Aufgabe:
Zitieren Sie aus dem folgenden Auszug wörtlich die Stelle von „Hinzu komme, dass“ bis „falsch angewandt hat.“.

Auszug:
Hinzu komme, dass der Fall eilbedürftig sei. Sollte der Eigentümer Brandschutzanordnung des Bezirks nicht nachkommen, wird ihm vom Bezirksamt ein Bußgeld von einer halben Million Euro angedroht.
Mehrfach wies das Verwaltungsgericht in seinem Beschluss darauf hin, dass die Position der Polizei in diesem Fall abwegig ist, nicht trägt und zu kurz greift. Für das Justiziariat der Polizei könnte die Blamage größer nicht sein.
Das Gericht hat in seinem 13-seitigen Beschluss detailliert dargelegt, dass die Polizei das Allgemeine Sicherheits- und Ordnungsgesetz (ASOG) des Landes Berlin völlig falsch angewandt hat.
[Tür-Klau im Berliner Besetzerkiez? :Das Geheimnis um die Haustür in der Rigaer Straße 94 – weiterlesen bei Tagesspiegel Plus ]
Politisch brisant: Die Führung um Polizeipräsidentin Barbara Slowik und die Verwaltung von Innensenator Geisel haben sich eng abgestimmt, als das Schutzersuchen abgelehnt worden ist. Ebenso bei den Stellungnahmen an das Verwaltungsgericht.
Verwaltungsgericht: Position der Polizei trägt nicht
In der Polizei selbst rumorte es deshalb. Von einer politischen Einflussnahme war die Rede, damit nicht nach geltendem Recht vorgegangen wird. Innensenator Geisel und die Polizei haben stets darauf gepocht, dass das Landgericht in mehreren Verfahren die Vertretungsvollmachten des Anwalts und des Geschäftsführers der Eigentümerfirma nicht anerkennt hat.

Gegebene Daten:
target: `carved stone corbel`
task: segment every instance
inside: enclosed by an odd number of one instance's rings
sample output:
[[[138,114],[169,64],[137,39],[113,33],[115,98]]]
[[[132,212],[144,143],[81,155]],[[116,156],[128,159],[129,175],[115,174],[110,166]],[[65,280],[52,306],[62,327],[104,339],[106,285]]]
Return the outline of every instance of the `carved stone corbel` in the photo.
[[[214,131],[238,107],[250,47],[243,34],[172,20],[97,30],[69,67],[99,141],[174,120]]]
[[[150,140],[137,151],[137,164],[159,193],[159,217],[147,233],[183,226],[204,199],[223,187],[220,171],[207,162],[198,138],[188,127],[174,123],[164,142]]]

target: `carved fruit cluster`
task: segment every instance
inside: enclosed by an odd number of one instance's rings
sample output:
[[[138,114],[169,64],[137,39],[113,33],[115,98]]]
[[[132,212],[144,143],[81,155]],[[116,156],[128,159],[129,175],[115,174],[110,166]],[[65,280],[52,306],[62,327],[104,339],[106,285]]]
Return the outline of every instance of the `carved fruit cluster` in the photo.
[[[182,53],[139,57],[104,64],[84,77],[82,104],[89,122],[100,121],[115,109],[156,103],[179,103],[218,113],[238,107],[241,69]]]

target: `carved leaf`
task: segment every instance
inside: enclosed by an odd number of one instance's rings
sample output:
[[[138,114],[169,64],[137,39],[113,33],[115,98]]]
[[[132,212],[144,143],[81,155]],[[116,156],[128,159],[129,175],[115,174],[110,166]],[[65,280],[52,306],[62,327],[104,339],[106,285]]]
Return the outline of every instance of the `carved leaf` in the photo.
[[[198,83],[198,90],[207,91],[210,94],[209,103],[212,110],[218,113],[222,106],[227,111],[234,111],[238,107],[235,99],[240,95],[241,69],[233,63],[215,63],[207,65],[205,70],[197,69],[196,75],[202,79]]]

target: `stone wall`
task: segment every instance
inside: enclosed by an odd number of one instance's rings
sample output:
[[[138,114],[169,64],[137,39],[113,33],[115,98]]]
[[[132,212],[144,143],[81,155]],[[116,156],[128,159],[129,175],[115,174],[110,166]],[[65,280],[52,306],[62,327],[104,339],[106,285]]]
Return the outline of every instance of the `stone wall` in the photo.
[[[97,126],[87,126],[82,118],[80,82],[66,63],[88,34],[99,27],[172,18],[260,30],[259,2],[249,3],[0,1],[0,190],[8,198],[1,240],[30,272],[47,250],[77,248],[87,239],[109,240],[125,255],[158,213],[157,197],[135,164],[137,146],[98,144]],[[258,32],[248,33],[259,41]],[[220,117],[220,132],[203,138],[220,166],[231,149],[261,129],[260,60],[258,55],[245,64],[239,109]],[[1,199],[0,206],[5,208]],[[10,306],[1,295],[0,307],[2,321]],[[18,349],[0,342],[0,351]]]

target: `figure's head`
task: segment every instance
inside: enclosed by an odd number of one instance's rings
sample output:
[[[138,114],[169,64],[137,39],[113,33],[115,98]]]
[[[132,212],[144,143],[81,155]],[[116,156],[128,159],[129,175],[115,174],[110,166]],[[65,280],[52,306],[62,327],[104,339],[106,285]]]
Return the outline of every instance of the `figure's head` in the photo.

Antwort:
Hinzu komme, dass der Fall eilbedürftig sei. Sollte der Eigentümer Brandschutzanordnung des Bezirks nicht nachkommen, wird ihm vom Bezirksamt ein Bußgeld von einer halben Million Euro angedroht.
Mehrfach wies das Verwaltungsgericht in seinem Beschluss darauf hin, dass die Position der Polizei in diesem Fall abwegig ist, nicht trägt und zu kurz greift. Für das Justiziariat der Polizei könnte die Blamage größer nicht sein.
Das Gericht hat in seinem 13-seitigen Beschluss detailliert dargelegt, dass die Polizei das Allgemeine Sicherheits- und Ordnungsgesetz (ASOG) des Landes Berlin völlig falsch angewandt hat.